Histoire(s) du cinéma est en grande partie composé de citations visuelles de films, plus ou moins reconnaissables et explicitement nommés (ce qui pose lors de sa diffusion de nombreux problèmes de droits...). Le réalisateur y énonce des jugements sur le cinéma, jugements souvent répétés dans le même film, et force à chaque énoncé de faire réfléchir le spectateur, en reprenant souvent le même thème sous un angle différent, cela de manière saccadée, volontairement heurtée, sous forme de cartons ou avec sa voix et celles de quelques autres, comme s'il entendait reprendre le spectateur sur ce qu'il croit avoir compris, à moins que, suivant certains critiques féroces, il n'aie finalement pas grand chose à dire...

+-------+

Exercices:
**1.** Répondez à ces questions sur l'extrait consacré à Histoire(s) du cinéma :
(a) De quoi le film est-il en grande partie composé ?
(b) Quel problème sa diffusion pose-t-elle ?
(c) Sous quel angle le réalisateur reprend-il souvent le même thème ?
**2.** Relevez dans l'extrait sur Histoire(s) du cinéma toutes les formes sous lesquelles le réalisateur énonce ses jugements.
**3.** Poursuivez le texte sur Histoire(s) du cinéma après sa dernière phrase.
Les données ne servent pas à ce travail.

Données fournies:
+-------+

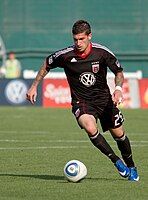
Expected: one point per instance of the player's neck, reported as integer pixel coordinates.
(85, 53)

+-------+

Réponses:
**1.**
(a) De citations visuelles de films, plus ou moins reconnaissables et explicitement nommés.
(b) De nombreux problèmes de droits.
(c) Sous un angle différent.

**2.** Des cartons ; sa propre voix ; les voix de quelques autres.

**3.**
  Antoine de BAECQUE, loin d'être le critique le plus "méchant" envers ce film de 266 minutes, écrit que "le cinéaste explique (le rapport qu'il a) avec l'histoire par sa situation singulière au sein d'une double histoire superposée, une place générationnelle. Comme si les Histoire(s) du cinéma ne pouvait provenir que d'un artiste issu de la Nouvelle Vague, "peut-être la seule génération qui s'est trouvée au milieu à la fois du soècle et du cinéma", Godard semble avoir été tôt compris, et assumé, la puissance de cette incarnation, comme si le croisement de l'histoire personnelle et de l'histoire du siècle, en ce point précis nommé Nouvelle Vague, était le tremplin duquel s'élancer pour rendre visible l'histoire. Ce destin, il le formule dans un épisode des Histoire(s) de cinéma : "Le cinéma, c'est la seule façon de faire, de raconter, de se rendre compte, moi, que j'ai une histoire en tant que moi dans une histoire en tant que tous. S'il n'y avait pas de cinéma, je ne saurais pas que j'ai une histoire ni qu'il y a de l'histoire." La seule façon de raconter l'histoire, ou de faire de l'histoire, c'est le cinéma. Comme si Godard était le dépositaire d'un héritage qui le dépasse tout en le faisant riche d'une promesse à accomplir : faire basculer l'histoire du siècle vers l'histoire du cinéma. Et inversement.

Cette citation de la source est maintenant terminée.